KUTIPAN DOKUMEN:
⟨
Authentication
443x Tipe DOC Ukuran file 0.21 MB Source: eprints.unm.ac.id
BAB I
PENDAHULUAN
A. Latar Belakang
Undang-Undang Dasar Negara 1945 merupakan landasan konstitusional bagi
pengaturan pelayanan publik di Indonesia yang mengamanatkan bahwa pemerintah
berkewajiban melaksanakan pelayanan publik secara utuh sesuai dengan prinsip-prinsip
tata kelola pemerintahan yang baik dan demokratis. Secara konseptual, regulasi ini
mendeskripsikan suatu upaya pelaksanaan kebijakan yang didalamnya ada kegiatan
pemerintah untuk memanifestasikan penyelenggaraan pelayanan publik yang prima guna
memenuhi harapan dan kebutuhan, baik bagi pemberi pelayanan maupun penerima
pelayanan, yang dilaksanakan sesuai dengan asas pelayanan publik dan prinsip
pelayanan publik. Hal tersebut juga dipertegas dalam Undang-Undang No. 25 Tahun
2009 tentang pelayanan publik.
Dalam menjalankan fungsinya pemerintah telah mengeluarkan kebijakan dalam
bentuk Keputusan Menteri Pendayagunaan Aparatur Negara Nomor 63 Tahun 2003
Tentang Pedoman Umum Penyelenggaraan Pelayanan Publik. Agar pelayanan publik
berkualitas, sudah sepatutnya pemerintah mereformasi paradigma pelayanan publik.
⟩
TUGAS WAJIB:
Jawablah pertanyaan berikut berdasarkan kutipan dokumen tentang pelayanan publik.
(a) Apa yang disebut sebagai landasan konstitusional bagi pengaturan pelayanan publik di Indonesia?
(b) Undang-undang mana tentang pelayanan publik yang disebut mempertegas hal tersebut?
(c) Apa judul Keputusan Menteri Pendayagunaan Aparatur Negara Nomor 63 Tahun 2003?
Jawaban harus bersumber dari kutipan dokumen saja.

KUMPULAN ENTRI:
⟨
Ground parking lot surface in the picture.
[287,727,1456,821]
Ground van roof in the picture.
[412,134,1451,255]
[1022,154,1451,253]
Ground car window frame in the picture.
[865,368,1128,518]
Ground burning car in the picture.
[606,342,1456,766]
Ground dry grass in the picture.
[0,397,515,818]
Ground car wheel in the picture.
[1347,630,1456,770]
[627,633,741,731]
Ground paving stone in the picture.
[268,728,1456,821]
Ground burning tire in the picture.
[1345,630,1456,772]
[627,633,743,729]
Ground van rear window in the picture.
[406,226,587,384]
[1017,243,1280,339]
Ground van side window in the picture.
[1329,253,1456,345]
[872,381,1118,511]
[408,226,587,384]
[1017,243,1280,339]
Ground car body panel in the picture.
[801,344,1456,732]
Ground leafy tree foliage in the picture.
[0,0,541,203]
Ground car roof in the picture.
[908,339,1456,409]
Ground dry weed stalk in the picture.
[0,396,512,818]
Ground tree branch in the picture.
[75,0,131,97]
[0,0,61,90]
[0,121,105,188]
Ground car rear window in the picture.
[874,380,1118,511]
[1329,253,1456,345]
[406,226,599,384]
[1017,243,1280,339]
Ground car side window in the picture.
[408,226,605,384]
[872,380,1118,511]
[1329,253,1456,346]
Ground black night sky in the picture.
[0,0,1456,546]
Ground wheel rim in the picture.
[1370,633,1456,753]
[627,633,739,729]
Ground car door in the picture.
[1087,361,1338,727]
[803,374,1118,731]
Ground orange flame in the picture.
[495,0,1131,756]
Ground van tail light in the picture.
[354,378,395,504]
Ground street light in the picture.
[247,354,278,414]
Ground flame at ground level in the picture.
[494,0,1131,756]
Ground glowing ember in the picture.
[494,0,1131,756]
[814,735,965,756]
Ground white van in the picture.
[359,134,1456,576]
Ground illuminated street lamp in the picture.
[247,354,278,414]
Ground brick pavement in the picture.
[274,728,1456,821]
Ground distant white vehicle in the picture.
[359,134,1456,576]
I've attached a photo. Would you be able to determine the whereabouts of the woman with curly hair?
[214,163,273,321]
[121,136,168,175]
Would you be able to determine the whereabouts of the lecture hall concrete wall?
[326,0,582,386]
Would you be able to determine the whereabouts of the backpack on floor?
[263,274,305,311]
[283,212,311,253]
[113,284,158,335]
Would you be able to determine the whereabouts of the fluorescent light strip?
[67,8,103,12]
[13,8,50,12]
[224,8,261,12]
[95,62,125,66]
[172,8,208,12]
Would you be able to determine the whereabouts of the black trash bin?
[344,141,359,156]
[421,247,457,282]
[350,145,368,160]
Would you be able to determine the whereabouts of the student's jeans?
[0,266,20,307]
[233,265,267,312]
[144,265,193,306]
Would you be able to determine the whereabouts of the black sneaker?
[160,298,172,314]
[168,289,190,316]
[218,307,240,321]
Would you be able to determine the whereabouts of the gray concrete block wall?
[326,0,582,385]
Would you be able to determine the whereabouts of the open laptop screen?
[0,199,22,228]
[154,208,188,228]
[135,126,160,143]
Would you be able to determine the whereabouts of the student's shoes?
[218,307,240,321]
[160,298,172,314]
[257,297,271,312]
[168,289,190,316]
⟩
JAWABAN LATIHAN:
(a) Undang-Undang Dasar Negara 1945.
(b) Undang-Undang No. 25 Tahun 2009 tentang pelayanan publik.
(c) Pedoman Umum Penyelenggaraan Pelayanan Publik.